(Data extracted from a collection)
/---

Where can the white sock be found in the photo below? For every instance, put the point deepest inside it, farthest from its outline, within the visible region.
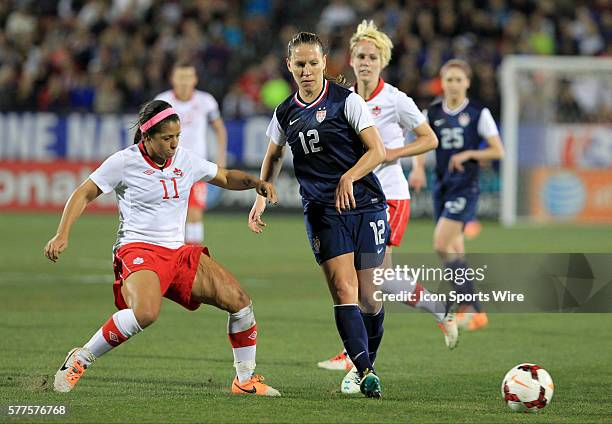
(435, 307)
(194, 232)
(120, 326)
(242, 332)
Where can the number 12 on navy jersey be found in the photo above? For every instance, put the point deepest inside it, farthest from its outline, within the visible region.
(312, 141)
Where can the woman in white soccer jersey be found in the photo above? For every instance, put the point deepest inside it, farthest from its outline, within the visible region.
(394, 114)
(196, 109)
(152, 180)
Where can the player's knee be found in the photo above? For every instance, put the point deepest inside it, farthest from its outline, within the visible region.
(345, 292)
(241, 299)
(440, 245)
(146, 315)
(367, 303)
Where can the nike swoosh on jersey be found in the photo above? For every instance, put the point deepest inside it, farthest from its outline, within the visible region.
(253, 390)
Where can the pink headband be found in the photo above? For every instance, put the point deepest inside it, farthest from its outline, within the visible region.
(157, 118)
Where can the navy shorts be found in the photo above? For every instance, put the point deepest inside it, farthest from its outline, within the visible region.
(332, 234)
(458, 205)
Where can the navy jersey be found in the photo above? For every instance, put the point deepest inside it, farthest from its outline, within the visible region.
(457, 130)
(323, 137)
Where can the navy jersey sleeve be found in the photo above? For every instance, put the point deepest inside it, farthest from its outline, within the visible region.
(357, 113)
(275, 132)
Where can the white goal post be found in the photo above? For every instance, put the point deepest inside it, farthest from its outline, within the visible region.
(557, 130)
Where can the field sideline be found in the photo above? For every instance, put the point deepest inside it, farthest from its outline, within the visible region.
(180, 369)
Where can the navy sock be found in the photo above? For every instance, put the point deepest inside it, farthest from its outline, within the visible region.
(354, 335)
(374, 327)
(459, 266)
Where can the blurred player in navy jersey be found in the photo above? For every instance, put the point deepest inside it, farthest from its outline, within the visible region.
(395, 114)
(460, 124)
(335, 148)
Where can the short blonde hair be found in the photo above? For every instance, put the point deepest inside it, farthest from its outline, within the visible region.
(367, 31)
(457, 63)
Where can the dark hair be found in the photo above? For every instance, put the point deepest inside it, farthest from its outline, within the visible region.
(312, 38)
(183, 63)
(148, 111)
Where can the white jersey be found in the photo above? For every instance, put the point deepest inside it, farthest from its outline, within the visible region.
(152, 200)
(395, 114)
(195, 114)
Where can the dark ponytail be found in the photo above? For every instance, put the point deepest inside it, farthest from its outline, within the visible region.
(148, 111)
(312, 38)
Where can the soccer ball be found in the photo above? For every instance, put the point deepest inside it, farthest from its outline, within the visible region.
(527, 388)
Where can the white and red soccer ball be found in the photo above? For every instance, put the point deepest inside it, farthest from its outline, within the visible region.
(527, 388)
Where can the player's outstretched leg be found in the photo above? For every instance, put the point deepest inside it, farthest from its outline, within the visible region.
(215, 286)
(340, 362)
(448, 243)
(141, 292)
(343, 285)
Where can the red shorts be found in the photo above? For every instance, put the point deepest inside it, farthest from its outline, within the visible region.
(176, 269)
(399, 215)
(197, 195)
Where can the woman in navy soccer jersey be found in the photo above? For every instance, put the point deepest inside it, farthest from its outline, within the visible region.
(395, 115)
(152, 180)
(460, 125)
(335, 147)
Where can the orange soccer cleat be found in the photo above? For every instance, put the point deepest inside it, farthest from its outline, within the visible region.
(71, 370)
(340, 362)
(479, 320)
(253, 386)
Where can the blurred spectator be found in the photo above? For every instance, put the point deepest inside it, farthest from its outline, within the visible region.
(112, 55)
(108, 98)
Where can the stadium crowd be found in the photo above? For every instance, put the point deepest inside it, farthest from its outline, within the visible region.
(112, 55)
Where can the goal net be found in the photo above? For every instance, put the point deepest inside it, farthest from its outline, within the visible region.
(557, 130)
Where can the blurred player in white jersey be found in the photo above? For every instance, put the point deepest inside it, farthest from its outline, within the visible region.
(196, 109)
(152, 180)
(395, 114)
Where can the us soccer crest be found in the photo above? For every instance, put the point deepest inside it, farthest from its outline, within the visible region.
(320, 115)
(464, 119)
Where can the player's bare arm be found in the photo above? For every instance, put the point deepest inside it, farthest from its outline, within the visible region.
(425, 141)
(76, 204)
(271, 166)
(233, 179)
(373, 157)
(221, 139)
(494, 151)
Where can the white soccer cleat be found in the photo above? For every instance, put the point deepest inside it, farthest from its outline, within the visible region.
(71, 370)
(350, 383)
(451, 333)
(340, 362)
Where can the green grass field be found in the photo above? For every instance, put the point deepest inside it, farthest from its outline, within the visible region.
(180, 369)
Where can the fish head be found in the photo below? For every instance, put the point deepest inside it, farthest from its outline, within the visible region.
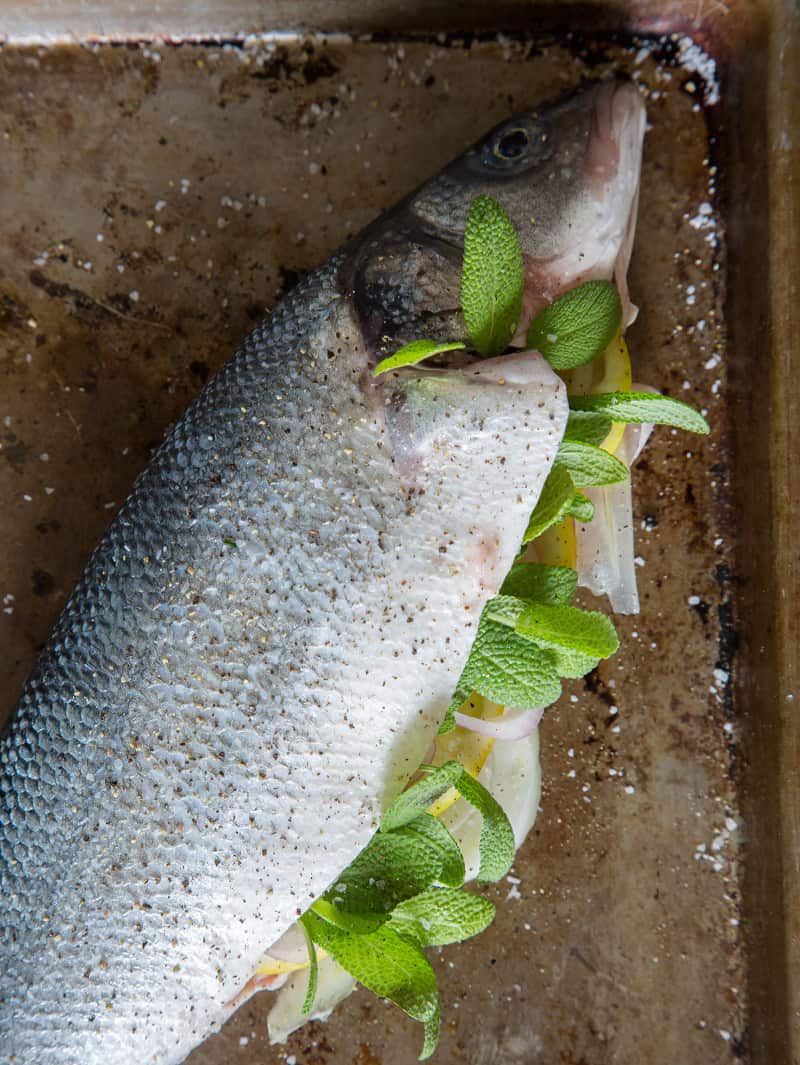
(568, 176)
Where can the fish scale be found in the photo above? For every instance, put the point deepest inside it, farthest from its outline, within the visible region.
(214, 727)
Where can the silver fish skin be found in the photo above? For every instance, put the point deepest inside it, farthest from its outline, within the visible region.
(262, 645)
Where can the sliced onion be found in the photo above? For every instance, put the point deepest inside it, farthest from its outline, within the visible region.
(291, 947)
(516, 724)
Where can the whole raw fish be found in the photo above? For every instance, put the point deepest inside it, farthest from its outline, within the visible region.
(262, 645)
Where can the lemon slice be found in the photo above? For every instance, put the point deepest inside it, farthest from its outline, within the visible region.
(616, 377)
(462, 744)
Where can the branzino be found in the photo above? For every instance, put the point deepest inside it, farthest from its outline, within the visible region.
(262, 645)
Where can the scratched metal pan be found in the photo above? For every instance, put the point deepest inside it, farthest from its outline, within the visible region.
(165, 178)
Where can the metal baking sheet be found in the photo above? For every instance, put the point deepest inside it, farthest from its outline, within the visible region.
(161, 193)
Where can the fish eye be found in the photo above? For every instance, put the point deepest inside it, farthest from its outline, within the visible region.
(511, 145)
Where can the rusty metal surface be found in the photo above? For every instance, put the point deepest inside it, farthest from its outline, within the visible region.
(157, 198)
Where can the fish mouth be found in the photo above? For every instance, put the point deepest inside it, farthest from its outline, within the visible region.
(601, 246)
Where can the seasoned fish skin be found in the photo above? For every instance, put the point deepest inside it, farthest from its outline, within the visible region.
(259, 652)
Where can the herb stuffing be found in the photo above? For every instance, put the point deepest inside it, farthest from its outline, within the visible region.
(405, 890)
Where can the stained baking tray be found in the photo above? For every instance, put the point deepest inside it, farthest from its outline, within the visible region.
(166, 174)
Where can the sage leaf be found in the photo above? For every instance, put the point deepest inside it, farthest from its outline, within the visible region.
(555, 497)
(577, 326)
(442, 916)
(409, 355)
(638, 407)
(492, 277)
(540, 583)
(588, 464)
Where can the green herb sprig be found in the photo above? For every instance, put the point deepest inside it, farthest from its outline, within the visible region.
(405, 890)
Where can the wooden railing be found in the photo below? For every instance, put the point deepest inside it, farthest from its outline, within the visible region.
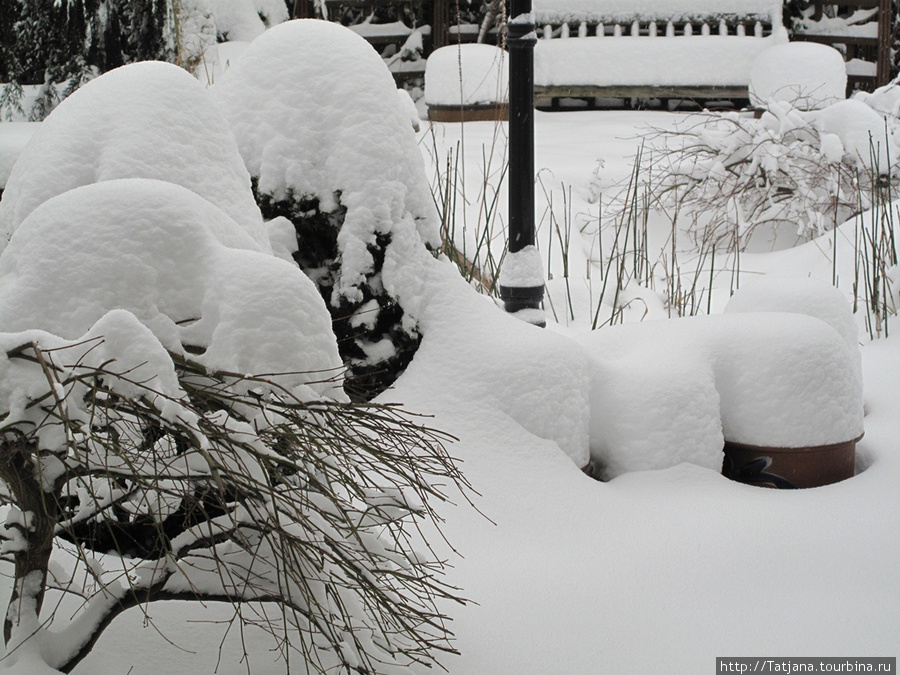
(874, 48)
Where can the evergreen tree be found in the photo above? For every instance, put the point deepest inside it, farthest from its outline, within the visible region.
(61, 45)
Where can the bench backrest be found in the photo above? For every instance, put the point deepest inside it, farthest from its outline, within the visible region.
(583, 18)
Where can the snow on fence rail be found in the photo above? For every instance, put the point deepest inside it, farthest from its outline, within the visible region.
(653, 59)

\---

- [Job]
Beginning at the line with "Where can the wooden", reproduce each line exactly through the last line of the records above, with pictures left out.

- [Full solution]
Where can the wooden railing be found in the photo below? For every instance, put the point deepest inside it, farthest from its outline, within the visible region.
(874, 48)
Where can the evergreen tree be found in the photo above? For every instance, put the point deepest inside it, farthest from its outline, within the visible region.
(61, 45)
Where can the bench backrest be found in the photo above? For every instance, put the point deepest inside it, farthest from its outline, within the visible region.
(583, 18)
Where can the snow on fence rail be found in the photo above? For every instance, put the point deepest inside it, farthest from its outline, within the visible region.
(653, 59)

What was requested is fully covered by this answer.